# Start of Dataset excerpts

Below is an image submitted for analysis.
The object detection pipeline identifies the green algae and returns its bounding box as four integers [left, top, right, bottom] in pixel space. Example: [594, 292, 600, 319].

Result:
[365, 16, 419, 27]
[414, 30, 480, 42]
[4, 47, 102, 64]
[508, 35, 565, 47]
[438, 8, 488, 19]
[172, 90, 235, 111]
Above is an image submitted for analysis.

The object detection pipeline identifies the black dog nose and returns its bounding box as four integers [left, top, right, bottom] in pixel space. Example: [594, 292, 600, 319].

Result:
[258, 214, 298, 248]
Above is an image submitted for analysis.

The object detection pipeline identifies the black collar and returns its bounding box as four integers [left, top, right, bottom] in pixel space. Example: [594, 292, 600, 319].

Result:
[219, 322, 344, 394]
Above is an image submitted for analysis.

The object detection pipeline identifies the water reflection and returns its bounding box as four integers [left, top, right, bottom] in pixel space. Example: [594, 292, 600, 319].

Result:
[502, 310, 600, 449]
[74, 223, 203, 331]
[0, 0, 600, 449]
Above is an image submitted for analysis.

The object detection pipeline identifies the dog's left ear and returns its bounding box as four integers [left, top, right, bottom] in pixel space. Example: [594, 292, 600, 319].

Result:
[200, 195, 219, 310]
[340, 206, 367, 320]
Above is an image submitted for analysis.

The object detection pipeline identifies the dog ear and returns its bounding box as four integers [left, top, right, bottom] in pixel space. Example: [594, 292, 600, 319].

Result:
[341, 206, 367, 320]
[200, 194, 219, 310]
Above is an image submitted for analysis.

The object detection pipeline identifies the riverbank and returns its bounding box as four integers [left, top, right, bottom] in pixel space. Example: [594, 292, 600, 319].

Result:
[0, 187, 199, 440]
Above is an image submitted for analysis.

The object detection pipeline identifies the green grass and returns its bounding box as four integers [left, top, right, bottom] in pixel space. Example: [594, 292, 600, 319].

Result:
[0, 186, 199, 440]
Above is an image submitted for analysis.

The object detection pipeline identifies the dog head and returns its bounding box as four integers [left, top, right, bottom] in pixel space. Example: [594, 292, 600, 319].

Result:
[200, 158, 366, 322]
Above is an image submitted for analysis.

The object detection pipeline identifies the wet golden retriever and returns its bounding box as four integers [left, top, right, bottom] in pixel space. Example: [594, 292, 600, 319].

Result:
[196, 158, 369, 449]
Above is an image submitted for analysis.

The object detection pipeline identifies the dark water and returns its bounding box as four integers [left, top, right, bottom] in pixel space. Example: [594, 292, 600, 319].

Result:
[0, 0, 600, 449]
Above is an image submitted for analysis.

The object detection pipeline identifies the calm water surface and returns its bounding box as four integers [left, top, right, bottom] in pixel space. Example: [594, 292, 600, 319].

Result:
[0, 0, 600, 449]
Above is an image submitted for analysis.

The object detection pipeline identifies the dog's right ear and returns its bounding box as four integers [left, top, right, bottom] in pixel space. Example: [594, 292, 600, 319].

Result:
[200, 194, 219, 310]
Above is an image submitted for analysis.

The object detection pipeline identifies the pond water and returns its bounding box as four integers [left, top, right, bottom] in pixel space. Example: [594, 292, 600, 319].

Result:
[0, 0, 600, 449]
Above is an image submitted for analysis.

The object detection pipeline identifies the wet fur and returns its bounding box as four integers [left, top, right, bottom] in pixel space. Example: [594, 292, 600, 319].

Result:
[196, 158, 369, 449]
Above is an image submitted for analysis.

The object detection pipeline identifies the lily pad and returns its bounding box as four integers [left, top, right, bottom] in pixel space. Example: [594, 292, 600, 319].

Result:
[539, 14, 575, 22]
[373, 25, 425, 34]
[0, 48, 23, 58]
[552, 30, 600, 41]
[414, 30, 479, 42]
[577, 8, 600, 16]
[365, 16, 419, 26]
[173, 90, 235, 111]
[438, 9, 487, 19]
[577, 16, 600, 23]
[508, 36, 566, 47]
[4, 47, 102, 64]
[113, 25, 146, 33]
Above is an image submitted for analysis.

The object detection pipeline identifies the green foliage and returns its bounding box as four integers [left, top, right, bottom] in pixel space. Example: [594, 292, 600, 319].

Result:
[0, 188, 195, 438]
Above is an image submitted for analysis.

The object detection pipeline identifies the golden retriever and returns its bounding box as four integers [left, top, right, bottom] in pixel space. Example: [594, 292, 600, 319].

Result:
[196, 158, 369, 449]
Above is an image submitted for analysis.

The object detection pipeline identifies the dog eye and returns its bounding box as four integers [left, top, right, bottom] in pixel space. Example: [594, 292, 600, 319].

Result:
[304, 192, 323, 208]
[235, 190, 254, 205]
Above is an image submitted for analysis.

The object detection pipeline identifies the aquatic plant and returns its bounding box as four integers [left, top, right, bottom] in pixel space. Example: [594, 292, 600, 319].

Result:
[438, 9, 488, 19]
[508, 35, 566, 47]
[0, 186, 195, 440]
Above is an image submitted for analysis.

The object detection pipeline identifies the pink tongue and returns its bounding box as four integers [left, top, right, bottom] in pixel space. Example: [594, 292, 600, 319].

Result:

# End of Dataset excerpts

Aim. Convert all of the material above into a JSON array of strings, one string for each line, leaving out blank lines.

Answer to the exercise.
[
  "Below is an image submitted for analysis.",
  "The object detection pipeline identifies the green algae and returns its bounding box as four integers [left, top, right, bottom] in pixel space. Example: [594, 292, 600, 319].",
  "Result:",
  "[365, 16, 419, 27]",
  "[414, 30, 480, 42]",
  "[4, 47, 102, 64]",
  "[508, 35, 565, 47]",
  "[438, 8, 488, 19]",
  "[172, 90, 235, 111]",
  "Above is an image submitted for analysis.",
  "The object detection pipeline identifies the black dog nose and returns its bounding box as four integers [left, top, right, bottom] in pixel space. Example: [594, 292, 600, 319].",
  "Result:",
  "[258, 214, 298, 248]",
  "Above is an image submitted for analysis.",
  "The object detection pipeline identifies the black collar and returns its bounding box as four integers [left, top, right, bottom] in pixel space. Example: [594, 292, 600, 319].",
  "Result:",
  "[219, 322, 344, 394]",
  "Above is an image submitted for analysis.",
  "The object detection pipeline identifies the water reflection and returns its bounding box as four integers [left, top, right, bottom] in pixel space. Example: [594, 292, 600, 319].",
  "Result:",
  "[502, 310, 600, 449]",
  "[74, 223, 203, 331]",
  "[0, 0, 600, 449]",
  "Above is an image submitted for analysis.",
  "The object detection pipeline identifies the dog's left ear and returns its bounding box as four integers [left, top, right, bottom] in pixel space. Example: [594, 292, 600, 319].",
  "Result:",
  "[200, 195, 219, 310]",
  "[340, 206, 367, 320]",
  "Above is an image submitted for analysis.",
  "The object detection pipeline identifies the dog ear and returns its bounding box as four integers [left, top, right, bottom] in pixel space. Example: [594, 292, 600, 319].",
  "Result:",
  "[341, 206, 367, 320]",
  "[200, 194, 219, 310]",
  "Above is an image submitted for analysis.",
  "The object detection pipeline identifies the riverbank and returns its bounding box as four integers [left, top, right, bottom] in pixel space. Example: [594, 292, 600, 319].",
  "Result:",
  "[0, 187, 199, 440]",
  "Above is an image submitted for analysis.",
  "The object detection pipeline identifies the green grass and returns its bounding box as four integers [left, top, right, bottom] in pixel space. Example: [594, 292, 600, 319].",
  "Result:",
  "[0, 186, 199, 440]",
  "Above is an image submitted for analysis.",
  "The object detection pipeline identifies the dog head and returns its bounding box as four integers [left, top, right, bottom] in pixel space. Example: [594, 292, 600, 319].",
  "Result:",
  "[200, 158, 366, 322]",
  "Above is an image submitted for analysis.",
  "The object detection pipeline identifies the wet golden retriever and returns its bounding box as four integers [left, top, right, bottom] in pixel space. Example: [594, 292, 600, 319].",
  "Result:",
  "[196, 158, 369, 449]",
  "Above is an image submitted for analysis.",
  "The object detection pipeline identifies the dark water and returns its bounding box as four integers [left, top, right, bottom] in pixel space. Example: [594, 292, 600, 319].",
  "Result:",
  "[0, 0, 600, 449]",
  "Above is an image submitted for analysis.",
  "The object detection pipeline identifies the calm water surface and returns its bounding box as four integers [left, top, right, bottom] in pixel space. Example: [594, 292, 600, 319].",
  "Result:",
  "[0, 0, 600, 449]",
  "Above is an image submitted for analysis.",
  "The object detection pipeline identifies the dog's right ear and returns its bounding box as four integers [left, top, right, bottom] in pixel space. Example: [594, 292, 600, 319].",
  "Result:",
  "[200, 194, 219, 310]",
  "Above is an image submitted for analysis.",
  "The object detection pipeline identifies the pond water and returns its bounding box as four integers [left, top, right, bottom] in pixel space. Example: [594, 292, 600, 319].",
  "Result:",
  "[0, 0, 600, 449]",
  "Above is an image submitted for analysis.",
  "The object detection pipeline identifies the wet fur and returns its bounding box as four integers [left, top, right, bottom] in pixel space. Example: [594, 292, 600, 319].",
  "Result:",
  "[196, 158, 369, 449]",
  "Above is an image submitted for analysis.",
  "The object detection pipeline identifies the lily pad and returns its bounding box as four integers [left, top, right, bottom] in pixel space. Example: [594, 292, 600, 319].",
  "Result:",
  "[539, 14, 575, 22]",
  "[373, 25, 425, 34]",
  "[0, 48, 23, 58]",
  "[552, 30, 600, 41]",
  "[414, 30, 479, 42]",
  "[577, 8, 600, 16]",
  "[365, 16, 419, 26]",
  "[173, 90, 235, 111]",
  "[438, 9, 487, 19]",
  "[577, 16, 600, 23]",
  "[508, 36, 566, 47]",
  "[4, 47, 102, 64]",
  "[113, 25, 146, 33]",
  "Above is an image submitted for analysis.",
  "The object detection pipeline identifies the green foliage and returns its bounding box as four integers [left, top, right, bottom] in pixel space. Example: [594, 292, 600, 319].",
  "Result:",
  "[0, 188, 195, 438]",
  "Above is an image submitted for analysis.",
  "The object detection pipeline identifies the golden retriever and returns its bounding box as four integers [left, top, right, bottom] in pixel space. Example: [594, 292, 600, 319].",
  "Result:",
  "[196, 158, 369, 449]",
  "Above is an image submitted for analysis.",
  "The object detection pipeline identifies the dog eye and returns its bounding box as four integers [left, top, right, bottom] in pixel space. Example: [594, 292, 600, 319].",
  "Result:",
  "[304, 192, 323, 208]",
  "[235, 190, 254, 205]",
  "Above is an image submitted for analysis.",
  "The object detection pipeline identifies the aquatic plant and returns its bounding box as four integers [left, top, right, bottom] in pixel space. Example: [594, 292, 600, 319].",
  "Result:",
  "[438, 9, 488, 19]",
  "[508, 35, 566, 47]",
  "[0, 186, 195, 440]",
  "Above is an image submitted for analysis.",
  "The object detection pipeline identifies the pink tongue and returns its bounding box as four integers [left, top, right, bottom] in pixel space. Example: [594, 292, 600, 319].",
  "Result:"
]